#### [ENTRIES SHOWN]
──────
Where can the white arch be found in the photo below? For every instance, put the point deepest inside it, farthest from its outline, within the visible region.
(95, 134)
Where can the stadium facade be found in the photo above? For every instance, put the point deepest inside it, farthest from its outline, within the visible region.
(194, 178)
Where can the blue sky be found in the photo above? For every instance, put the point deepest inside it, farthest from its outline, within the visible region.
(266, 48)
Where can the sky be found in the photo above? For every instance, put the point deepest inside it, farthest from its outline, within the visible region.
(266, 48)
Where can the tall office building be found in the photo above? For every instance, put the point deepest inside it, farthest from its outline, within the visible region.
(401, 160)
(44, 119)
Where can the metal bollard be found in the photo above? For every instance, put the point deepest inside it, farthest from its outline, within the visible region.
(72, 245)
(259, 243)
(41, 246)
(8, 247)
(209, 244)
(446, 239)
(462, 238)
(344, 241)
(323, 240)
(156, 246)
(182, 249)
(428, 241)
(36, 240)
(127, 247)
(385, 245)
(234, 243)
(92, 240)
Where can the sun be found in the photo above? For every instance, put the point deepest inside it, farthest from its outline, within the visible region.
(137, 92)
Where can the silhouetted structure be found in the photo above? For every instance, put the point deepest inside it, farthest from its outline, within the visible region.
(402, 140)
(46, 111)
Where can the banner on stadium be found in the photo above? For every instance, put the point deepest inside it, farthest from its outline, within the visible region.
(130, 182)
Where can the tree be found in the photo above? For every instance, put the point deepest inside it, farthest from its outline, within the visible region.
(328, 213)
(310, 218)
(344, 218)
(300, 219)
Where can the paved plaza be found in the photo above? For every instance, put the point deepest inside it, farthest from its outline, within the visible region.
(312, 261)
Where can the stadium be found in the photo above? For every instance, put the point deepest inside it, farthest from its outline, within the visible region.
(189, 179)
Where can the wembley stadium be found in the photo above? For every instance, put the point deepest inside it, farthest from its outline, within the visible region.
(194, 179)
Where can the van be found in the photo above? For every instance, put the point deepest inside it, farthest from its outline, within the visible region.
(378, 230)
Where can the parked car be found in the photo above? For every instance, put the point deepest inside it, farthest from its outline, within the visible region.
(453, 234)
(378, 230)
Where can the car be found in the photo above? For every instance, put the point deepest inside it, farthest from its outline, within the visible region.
──────
Copy out the whole listing above, leaving each line exactly as it stands.

Where can the white arch be found in the photo below? For every instance, put the point deepest inside it, farthest from its outline, within the visible region.
(95, 134)
Where can the stadium facade be found in the photo above? For every instance, put the point deepest inside it, farthest from its outline, within the visible region.
(194, 178)
Where can the blue sky be found in the photo above? For every instance, put the point deepest inside it, farthest from its outline, within the visible region.
(266, 48)
Where can the sky be found in the photo above? For every instance, put the point deepest inside it, farthest from its outline, within the visible region.
(266, 48)
Where can the tall office building be found in the photo above? For every instance, put the point deepest inside it, farthest from its outline, within the visible region.
(401, 160)
(44, 119)
Where can the metal bollard be found in the photo above? For every instance, put the point deepest inside it, farthest from its outline, within the visible region.
(72, 245)
(259, 243)
(41, 246)
(8, 247)
(209, 244)
(446, 239)
(462, 238)
(344, 241)
(323, 240)
(156, 246)
(182, 249)
(428, 241)
(36, 240)
(127, 247)
(385, 245)
(234, 243)
(92, 240)
Where can the sun be found in the photo above? For every instance, put the point deepest inside it, farthest from its outline, within the visible region.
(137, 92)
Where can the silhouetted structure be found in the photo above? For every instance, put the point deepest inside it, farthest from its outline, within the visible region.
(402, 140)
(46, 111)
Where can the banner on stadium be found in the photo above? For every instance, put the point deepest inside it, farthest from its outline, within the visible region.
(130, 182)
Where can the tree be found in the photo above? For every instance, put the point deepest inside it, farthest from its outline, within the visible region.
(328, 213)
(310, 218)
(344, 218)
(300, 219)
Where can the paved plaza be found in the photo above? For every instance, put the point deepest inside it, farthest from its outline, within the visible region.
(312, 261)
Where can the stadium be found in the photo above? For every instance, put the point deepest inside it, farthest from its outline, within the visible region.
(189, 179)
Where can the wembley stadium be found in the photo above? For every instance, put the point deepest inside it, farthest from its outline, within the visible region.
(194, 179)
Where can the van be found in the photo above? For every instance, put the point deepest inside it, farthest from its outline, within the visible region.
(378, 230)
Where can the parked car be found in the photo above? For every instance, put the point deepest inside it, farthest from its outline, within the visible region.
(453, 234)
(378, 230)
Where can the car be found in the photo above? For every instance, put the point deepest inside it, farthest from its outline, within the visible region.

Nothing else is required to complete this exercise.